* Study text:
------------------------
July 8 - Best of CVPR (Day 1)
40 attendees from 48 groups hosting
Details
Welcome to the Best of CVPR series — your virtual front row to groundbreaking research, insights, and innovations from one of computer vision's premier conferences. Live from the authors to you.
Date, Time and Location
Jul 08, 2026
9 AM - 11 AM PT
Online. Register for Zoom!
Some Modalities Are More Equal Than Others: Understanding and Improving Multimodal Integration in MLLMs
Multimodal large language models can process vision, audio, and text, but it remains unclear whether they truly integrate these modalities or rely on shortcut cues. In this talk, I will present our recent work, “Some Modalities Are More Equal Than Others,” where we introduce MMA-Bench, a benchmark designed to probe MLLMs under controlled audio–visual conflict, misleading text, and modality-specific queries. Through black-box evaluation and white-box attention analysis, we show that current MLLMs often struggle when modalities disagree, exhibit model-specific modality biases, and can be distracted by irrelevant textual context. We further propose an alignment-aware tuning strategy that trains models to answer based on the queried modality, improving robustness and multimodal grounding. This talk will highlight both the failure modes of current MLLMs and practical directions toward more reliable cross-modal reasoning.
------------------------
* Work instructions:
a - According to the event page, what does the proposed alignment-aware tuning strategy train models to do, and what does that improve? Answer in one to three sentences.
b - From the event page, extract the passage starting at "July 8 - Best" and ending at "Register for Zoom!".
Answer using only the event page.

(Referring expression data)
------------------------
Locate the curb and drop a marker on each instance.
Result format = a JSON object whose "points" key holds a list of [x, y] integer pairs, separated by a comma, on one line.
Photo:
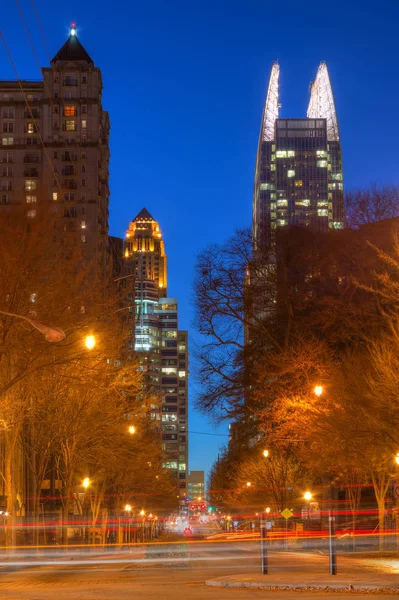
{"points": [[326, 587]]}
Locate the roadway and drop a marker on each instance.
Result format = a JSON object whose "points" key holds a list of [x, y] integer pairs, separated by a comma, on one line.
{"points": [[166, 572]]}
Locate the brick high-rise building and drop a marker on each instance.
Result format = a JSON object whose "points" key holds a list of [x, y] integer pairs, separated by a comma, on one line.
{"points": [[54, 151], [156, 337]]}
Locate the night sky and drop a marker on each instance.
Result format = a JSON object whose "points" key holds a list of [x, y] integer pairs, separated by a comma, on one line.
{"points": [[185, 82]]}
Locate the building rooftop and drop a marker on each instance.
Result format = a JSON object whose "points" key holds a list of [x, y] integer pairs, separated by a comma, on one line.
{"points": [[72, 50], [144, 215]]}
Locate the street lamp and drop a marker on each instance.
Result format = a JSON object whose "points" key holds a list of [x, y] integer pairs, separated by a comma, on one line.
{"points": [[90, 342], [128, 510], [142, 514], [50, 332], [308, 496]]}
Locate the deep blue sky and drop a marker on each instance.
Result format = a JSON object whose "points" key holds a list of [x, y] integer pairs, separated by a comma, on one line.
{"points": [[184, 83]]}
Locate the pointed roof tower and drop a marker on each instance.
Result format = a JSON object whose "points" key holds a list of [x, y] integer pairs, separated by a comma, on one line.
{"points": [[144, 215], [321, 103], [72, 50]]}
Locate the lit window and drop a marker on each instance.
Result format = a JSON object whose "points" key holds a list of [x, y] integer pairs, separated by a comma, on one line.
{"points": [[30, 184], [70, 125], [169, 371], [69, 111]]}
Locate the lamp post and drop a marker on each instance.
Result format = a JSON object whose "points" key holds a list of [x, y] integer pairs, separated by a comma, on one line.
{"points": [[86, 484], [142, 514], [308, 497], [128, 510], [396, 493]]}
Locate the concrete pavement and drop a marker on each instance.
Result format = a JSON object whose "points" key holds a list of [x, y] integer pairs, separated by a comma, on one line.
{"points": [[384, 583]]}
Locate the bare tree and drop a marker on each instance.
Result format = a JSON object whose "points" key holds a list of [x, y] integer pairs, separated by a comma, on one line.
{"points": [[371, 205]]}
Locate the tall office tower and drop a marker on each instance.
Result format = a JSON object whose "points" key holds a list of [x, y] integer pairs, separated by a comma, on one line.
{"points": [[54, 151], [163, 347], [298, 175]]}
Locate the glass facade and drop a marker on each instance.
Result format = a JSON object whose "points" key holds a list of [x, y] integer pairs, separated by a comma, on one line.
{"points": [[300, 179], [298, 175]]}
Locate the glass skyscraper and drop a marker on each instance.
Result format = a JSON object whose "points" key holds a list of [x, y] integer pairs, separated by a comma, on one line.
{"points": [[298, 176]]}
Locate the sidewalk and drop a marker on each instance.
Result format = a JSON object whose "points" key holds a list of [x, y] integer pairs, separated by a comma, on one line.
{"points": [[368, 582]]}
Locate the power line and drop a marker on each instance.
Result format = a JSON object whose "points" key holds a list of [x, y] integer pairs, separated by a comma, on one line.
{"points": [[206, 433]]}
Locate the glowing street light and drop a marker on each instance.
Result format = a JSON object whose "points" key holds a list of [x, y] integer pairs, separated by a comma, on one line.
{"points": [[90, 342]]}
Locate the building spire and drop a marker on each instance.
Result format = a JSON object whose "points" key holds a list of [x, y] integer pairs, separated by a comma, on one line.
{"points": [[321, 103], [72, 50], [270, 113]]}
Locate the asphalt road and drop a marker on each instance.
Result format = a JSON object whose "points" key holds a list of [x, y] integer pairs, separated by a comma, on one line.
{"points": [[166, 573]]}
------------------------
* Responses for each task:
a - It trains models to answer based on the queried modality. This improves robustness and multimodal grounding.

b -
July 8 - Best of CVPR (Day 1)
40 attendees from 48 groups hosting
Details
Welcome to the Best of CVPR series — your virtual front row to groundbreaking research, insights, and innovations from one of computer vision's premier conferences. Live from the authors to you.
Date, Time and Location
Jul 08, 2026
9 AM - 11 AM PT
Online. Register for Zoom!